• **Entries shown**
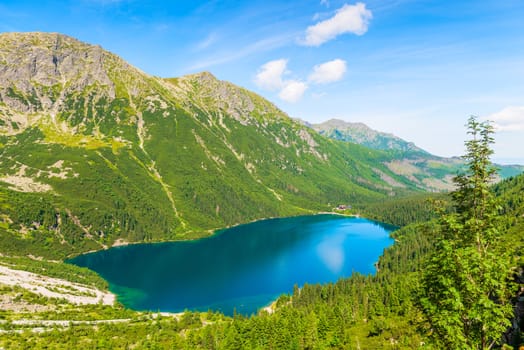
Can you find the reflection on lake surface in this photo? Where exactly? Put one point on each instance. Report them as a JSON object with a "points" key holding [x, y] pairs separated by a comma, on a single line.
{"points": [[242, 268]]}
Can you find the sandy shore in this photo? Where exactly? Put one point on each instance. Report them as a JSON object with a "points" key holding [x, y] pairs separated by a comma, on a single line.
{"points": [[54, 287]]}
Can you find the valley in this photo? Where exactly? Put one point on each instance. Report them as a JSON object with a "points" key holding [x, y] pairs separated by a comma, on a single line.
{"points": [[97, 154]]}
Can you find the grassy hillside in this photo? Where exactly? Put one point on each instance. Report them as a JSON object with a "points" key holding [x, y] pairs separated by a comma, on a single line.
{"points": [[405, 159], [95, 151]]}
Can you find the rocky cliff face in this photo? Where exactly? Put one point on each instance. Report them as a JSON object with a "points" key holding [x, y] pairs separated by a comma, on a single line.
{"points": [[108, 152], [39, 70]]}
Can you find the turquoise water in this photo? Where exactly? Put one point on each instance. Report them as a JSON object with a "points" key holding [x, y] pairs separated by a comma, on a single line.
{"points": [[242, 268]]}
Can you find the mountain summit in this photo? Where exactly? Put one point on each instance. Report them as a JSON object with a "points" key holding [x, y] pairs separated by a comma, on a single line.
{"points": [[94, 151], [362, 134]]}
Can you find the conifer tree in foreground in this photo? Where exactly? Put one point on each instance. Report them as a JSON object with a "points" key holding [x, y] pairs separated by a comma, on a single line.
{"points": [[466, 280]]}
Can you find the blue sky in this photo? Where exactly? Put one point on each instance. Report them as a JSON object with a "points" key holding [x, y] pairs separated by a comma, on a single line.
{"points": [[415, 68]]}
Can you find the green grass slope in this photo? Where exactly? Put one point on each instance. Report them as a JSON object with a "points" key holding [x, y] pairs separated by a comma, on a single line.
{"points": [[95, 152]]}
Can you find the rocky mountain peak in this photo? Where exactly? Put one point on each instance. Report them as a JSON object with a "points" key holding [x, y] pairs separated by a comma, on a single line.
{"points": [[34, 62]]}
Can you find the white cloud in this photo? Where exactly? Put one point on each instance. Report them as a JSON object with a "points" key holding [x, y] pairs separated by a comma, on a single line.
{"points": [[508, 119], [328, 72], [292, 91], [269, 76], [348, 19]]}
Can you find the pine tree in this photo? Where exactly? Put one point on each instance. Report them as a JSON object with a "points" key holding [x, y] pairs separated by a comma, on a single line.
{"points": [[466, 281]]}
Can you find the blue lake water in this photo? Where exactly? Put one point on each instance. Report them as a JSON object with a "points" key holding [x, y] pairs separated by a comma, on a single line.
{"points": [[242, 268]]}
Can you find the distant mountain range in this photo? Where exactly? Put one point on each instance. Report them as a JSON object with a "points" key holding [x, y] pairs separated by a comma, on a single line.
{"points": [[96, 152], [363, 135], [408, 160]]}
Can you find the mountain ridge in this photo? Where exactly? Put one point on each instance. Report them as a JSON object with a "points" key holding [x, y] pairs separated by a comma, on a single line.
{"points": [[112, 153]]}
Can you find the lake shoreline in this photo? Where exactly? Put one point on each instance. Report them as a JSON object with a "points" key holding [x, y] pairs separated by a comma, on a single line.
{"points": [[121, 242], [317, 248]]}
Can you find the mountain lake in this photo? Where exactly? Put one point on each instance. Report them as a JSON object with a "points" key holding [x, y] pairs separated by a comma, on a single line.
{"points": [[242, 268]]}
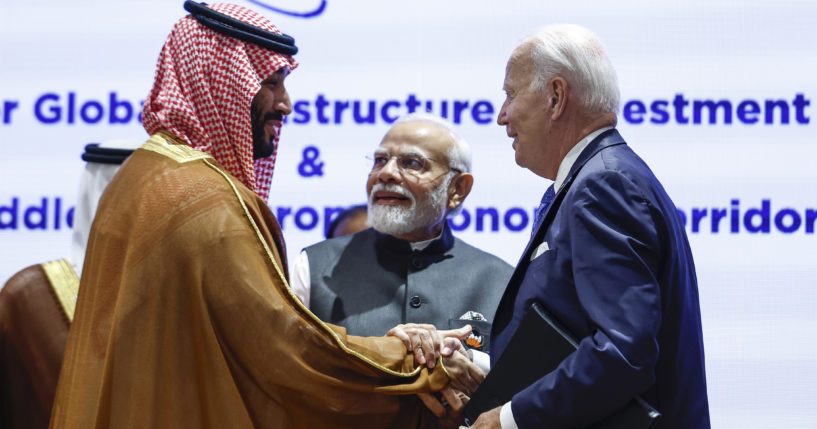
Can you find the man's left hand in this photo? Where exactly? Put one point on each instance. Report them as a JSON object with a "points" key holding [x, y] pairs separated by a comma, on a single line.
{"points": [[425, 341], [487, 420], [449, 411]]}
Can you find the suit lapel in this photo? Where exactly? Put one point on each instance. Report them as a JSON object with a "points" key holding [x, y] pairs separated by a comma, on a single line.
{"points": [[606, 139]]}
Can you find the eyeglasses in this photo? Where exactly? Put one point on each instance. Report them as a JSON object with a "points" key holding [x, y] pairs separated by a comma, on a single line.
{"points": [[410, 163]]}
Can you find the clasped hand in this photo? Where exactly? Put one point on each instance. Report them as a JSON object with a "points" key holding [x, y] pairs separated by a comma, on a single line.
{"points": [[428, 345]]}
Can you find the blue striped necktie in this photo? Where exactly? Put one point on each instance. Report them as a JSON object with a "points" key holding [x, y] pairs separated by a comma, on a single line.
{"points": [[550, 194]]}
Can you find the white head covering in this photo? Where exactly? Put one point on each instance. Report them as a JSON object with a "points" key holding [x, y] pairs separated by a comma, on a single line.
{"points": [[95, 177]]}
...
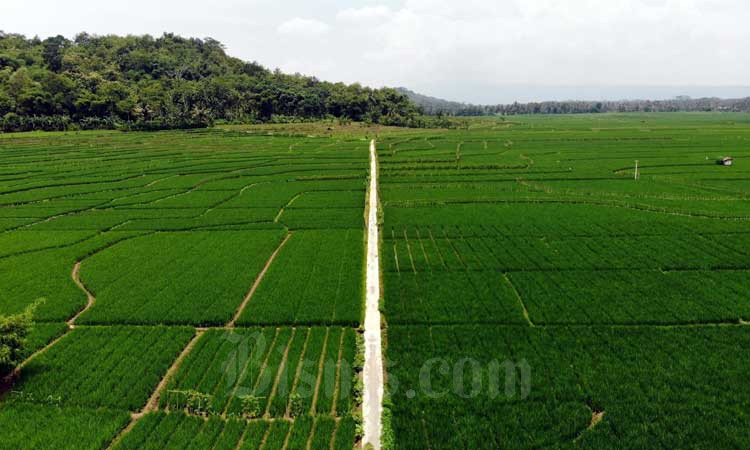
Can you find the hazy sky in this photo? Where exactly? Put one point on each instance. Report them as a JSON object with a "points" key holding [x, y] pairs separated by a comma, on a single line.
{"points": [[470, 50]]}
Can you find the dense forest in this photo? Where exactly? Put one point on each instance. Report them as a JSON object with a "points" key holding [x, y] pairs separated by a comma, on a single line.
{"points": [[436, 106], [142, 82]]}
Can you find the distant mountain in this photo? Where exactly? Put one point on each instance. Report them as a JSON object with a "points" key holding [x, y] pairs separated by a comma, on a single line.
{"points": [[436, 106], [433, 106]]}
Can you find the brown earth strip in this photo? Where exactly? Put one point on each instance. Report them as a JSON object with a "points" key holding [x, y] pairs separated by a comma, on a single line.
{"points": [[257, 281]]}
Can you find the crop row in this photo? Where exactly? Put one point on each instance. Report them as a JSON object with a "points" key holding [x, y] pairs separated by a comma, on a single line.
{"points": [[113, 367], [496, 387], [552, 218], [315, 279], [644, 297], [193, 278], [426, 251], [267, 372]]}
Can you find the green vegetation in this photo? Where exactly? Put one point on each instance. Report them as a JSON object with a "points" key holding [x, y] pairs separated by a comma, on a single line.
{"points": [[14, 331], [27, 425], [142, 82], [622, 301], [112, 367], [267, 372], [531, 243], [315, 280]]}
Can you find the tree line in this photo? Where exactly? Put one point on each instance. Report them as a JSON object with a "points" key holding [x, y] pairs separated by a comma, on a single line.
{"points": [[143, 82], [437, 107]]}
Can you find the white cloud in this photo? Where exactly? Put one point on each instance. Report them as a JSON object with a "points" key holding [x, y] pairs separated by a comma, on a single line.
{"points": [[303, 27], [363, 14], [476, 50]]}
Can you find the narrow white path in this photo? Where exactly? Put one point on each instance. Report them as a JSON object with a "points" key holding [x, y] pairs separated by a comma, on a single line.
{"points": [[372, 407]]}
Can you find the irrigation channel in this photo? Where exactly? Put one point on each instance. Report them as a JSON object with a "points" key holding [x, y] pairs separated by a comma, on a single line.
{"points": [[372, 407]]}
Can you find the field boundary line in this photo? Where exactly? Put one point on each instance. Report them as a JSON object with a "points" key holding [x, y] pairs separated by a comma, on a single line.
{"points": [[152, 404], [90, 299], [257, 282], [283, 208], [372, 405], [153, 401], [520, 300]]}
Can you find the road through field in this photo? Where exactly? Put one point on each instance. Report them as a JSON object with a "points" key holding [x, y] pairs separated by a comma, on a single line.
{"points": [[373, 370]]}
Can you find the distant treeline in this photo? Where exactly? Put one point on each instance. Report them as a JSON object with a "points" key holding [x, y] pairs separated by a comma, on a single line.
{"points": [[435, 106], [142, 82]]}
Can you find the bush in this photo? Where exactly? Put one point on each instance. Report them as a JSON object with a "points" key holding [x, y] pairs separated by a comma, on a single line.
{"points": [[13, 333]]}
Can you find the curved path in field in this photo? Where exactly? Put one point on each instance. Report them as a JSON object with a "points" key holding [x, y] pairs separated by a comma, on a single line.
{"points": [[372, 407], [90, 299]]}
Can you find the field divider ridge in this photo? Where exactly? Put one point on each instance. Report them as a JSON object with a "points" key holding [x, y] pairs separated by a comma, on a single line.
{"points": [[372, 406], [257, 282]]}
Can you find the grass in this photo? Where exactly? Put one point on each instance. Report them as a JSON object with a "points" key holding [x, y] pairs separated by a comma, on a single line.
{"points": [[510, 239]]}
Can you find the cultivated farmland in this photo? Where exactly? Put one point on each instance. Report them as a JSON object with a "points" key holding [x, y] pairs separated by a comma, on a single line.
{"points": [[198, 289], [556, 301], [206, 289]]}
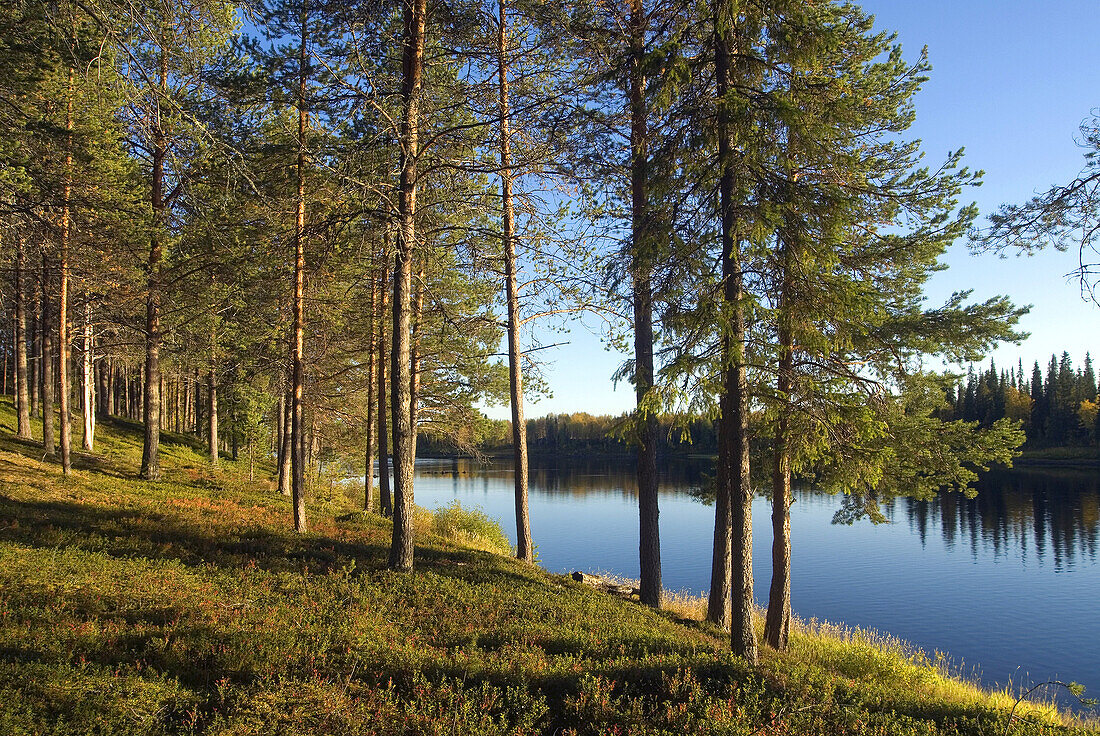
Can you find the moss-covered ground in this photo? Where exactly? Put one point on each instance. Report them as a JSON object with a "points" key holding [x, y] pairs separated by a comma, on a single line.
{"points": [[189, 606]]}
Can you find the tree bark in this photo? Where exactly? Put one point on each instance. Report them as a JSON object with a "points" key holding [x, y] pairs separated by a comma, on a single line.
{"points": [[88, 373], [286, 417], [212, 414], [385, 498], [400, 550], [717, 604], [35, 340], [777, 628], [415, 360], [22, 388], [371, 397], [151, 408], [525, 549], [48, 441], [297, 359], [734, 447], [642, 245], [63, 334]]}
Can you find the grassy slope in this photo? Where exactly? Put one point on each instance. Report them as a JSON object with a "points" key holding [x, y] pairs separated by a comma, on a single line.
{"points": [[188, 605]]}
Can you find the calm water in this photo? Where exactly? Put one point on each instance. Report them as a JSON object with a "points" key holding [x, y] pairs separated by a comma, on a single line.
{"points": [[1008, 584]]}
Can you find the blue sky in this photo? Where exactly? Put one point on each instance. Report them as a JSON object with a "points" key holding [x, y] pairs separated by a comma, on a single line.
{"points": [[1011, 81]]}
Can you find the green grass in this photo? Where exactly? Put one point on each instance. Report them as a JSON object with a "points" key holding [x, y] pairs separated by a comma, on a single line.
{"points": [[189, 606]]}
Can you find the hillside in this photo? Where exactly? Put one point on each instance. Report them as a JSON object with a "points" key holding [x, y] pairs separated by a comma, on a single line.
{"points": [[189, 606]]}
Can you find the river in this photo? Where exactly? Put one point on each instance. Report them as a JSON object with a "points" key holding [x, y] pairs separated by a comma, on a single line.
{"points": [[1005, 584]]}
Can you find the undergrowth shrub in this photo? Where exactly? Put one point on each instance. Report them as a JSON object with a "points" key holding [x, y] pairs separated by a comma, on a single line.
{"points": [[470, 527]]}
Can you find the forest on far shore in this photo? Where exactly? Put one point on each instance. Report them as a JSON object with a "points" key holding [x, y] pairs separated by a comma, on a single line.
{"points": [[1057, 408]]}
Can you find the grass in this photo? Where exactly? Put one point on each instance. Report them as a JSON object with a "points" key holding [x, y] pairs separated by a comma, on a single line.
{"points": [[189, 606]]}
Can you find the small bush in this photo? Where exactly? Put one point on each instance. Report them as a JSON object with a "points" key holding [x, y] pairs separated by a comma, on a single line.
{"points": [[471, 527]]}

• **Task requirements**
Display each line of the data above that contains the string "rocky". Treat uppercase and lowercase as different.

• **Result of the exercise**
Can you find the rocky cliff face in this photo? Where exactly? Put one point on each instance. Report them as a JSON object with a "points" key holding [x, y] pairs separated by a comma, on a single line.
Can you find the rocky mountain peak in this photo? Where exactly? Put one point on each instance. Report them as a JSON object with a "points" key holding [x, y] pairs separated by a comma, on a single line.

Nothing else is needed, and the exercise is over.